**LATIHAN SINGKAT A:**
Ganti "light hardwood floor" dengan "dark hardwood floor" pada baris-baris catatan, dimulai dari baris yang memuat "query: white ceiling" dan diakhiri dengan baris yang memuat "117 L 1 145". Tuliskan kembali baris-baris tersebut tanpa perubahan lain.

DUA setengah tahun lalu, tepatnya bulan Juni 2015, saya
dan beberapa aktifis memberikan garansi untuk tahanan luar bagi 2
tersangka pedagang di tahanan Polda Metro Jaya, atas permintaan ketua
umum APKLI (Asosiasi Pedagang Kaki Lima).
Dua
tersangka, yang satu Padang dan satu lagi Madura, berusaha menyerobot
masuk ke Monas untuk berdagang. Dua orang ini bersama ratusan massa
lainnya bentrok dengan satpol PP.
Rezim
yang berkuasa saat itu membatasi pedagang hanya pada lapak yang sudah
di tata. Tito Karnavian sebagai Kapolda Metro saat itu menuduh kedua
mereka dan seorang ibu hamil sebagai provokator. Intinya Gubernur DKI
saat itu, Ahok, sebagai penguasa ibukota, seringkali mengobrak abrik
pedagang kaki lima dan menjadikan kaki lima sebagai "musuh". Ahok
menyebut antara Pemerintah Daerah vs. PKL adalah seperti "Tom and
Jerry".
Saat ini kita
dikejutkan dengan cara pandang baru dari Gubernur/Wakil baru Anies Sandi
terhadap PKL. Bukannya mengusir dan menertibkan PKL, malah keduanya
memanjakan Pkl dengan memberikan lahan usaha. Lahan ini diambil dari
jalan yang di blok selama 10 jam sehari. Di mana? Di Tanah Abang, pusat
tekstil terbesar di Indonesia dan Asia Tenggara.

**LATIHAN SINGKAT B:**
Menurut kutipan, Ahok menyamakan hubungan antara Pemerintah Daerah dan PKL dengan apa?

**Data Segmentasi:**
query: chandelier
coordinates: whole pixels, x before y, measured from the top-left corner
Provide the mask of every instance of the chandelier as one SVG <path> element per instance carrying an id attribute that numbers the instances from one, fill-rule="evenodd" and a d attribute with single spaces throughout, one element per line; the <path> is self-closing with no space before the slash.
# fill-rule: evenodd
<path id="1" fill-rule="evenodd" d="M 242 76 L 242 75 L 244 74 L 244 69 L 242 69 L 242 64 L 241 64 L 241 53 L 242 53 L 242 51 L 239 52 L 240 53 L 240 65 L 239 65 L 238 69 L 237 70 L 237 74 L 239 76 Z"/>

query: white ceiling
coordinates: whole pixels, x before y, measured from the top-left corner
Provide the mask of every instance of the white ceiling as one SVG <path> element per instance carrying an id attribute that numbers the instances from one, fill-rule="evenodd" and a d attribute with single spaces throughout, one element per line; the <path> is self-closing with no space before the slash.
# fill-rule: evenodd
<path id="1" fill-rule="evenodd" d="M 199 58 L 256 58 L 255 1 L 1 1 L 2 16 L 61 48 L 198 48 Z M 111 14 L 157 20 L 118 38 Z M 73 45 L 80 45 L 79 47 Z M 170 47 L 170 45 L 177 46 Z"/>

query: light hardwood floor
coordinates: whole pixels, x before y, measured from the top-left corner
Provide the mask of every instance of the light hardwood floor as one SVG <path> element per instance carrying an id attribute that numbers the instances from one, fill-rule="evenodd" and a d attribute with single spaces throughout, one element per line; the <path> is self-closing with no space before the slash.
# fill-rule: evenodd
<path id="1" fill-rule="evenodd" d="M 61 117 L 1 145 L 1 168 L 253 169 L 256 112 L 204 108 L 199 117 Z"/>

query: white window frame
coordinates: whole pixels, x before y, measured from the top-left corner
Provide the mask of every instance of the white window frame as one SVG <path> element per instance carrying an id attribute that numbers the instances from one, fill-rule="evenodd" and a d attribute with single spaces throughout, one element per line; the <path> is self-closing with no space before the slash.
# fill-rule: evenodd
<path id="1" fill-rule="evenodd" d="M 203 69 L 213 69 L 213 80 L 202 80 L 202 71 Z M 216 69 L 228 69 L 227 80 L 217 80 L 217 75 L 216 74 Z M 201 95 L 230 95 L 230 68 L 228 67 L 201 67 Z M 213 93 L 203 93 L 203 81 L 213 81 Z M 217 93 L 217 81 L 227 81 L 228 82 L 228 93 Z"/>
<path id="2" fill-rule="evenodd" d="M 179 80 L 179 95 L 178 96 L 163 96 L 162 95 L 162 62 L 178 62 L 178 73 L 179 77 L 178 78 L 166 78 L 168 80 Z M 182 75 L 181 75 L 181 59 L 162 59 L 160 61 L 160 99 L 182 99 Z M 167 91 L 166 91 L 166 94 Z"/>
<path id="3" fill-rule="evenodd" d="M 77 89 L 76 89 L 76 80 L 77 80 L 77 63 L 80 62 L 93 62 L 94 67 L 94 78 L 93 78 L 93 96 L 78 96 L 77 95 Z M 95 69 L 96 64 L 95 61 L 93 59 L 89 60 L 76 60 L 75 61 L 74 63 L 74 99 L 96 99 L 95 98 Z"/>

**HASIL LATIHAN A:**
query: white ceiling
coordinates: whole pixels, x before y, measured from the top-left corner
Provide the mask of every instance of the white ceiling as one SVG <path> element per instance carrying an id attribute that numbers the instances from one, fill-rule="evenodd" and a d attribute with single spaces throughout, one element per line; the <path> is self-closing with no space before the slash.
# fill-rule: evenodd
<path id="1" fill-rule="evenodd" d="M 199 58 L 256 58 L 255 1 L 1 1 L 2 16 L 61 48 L 198 48 Z M 111 14 L 157 20 L 118 38 Z M 73 45 L 80 45 L 79 47 Z M 170 47 L 170 45 L 177 46 Z"/>

query: dark hardwood floor
coordinates: whole pixels, x before y, measured from the top-left corner
Provide the mask of every instance of the dark hardwood floor as one SVG <path> element per instance carrying an id attribute that numbers the instances from one, fill-rule="evenodd" and a d attribute with single spaces throughout, one element per line; the <path> is self-closing with no space before the slash.
# fill-rule: evenodd
<path id="1" fill-rule="evenodd" d="M 61 117 L 1 145 L 1 168 L 253 169 L 256 112 L 204 108 L 199 117 Z"/>

**HASIL LATIHAN B:**
Ahok menyamakannya dengan "Tom and Jerry".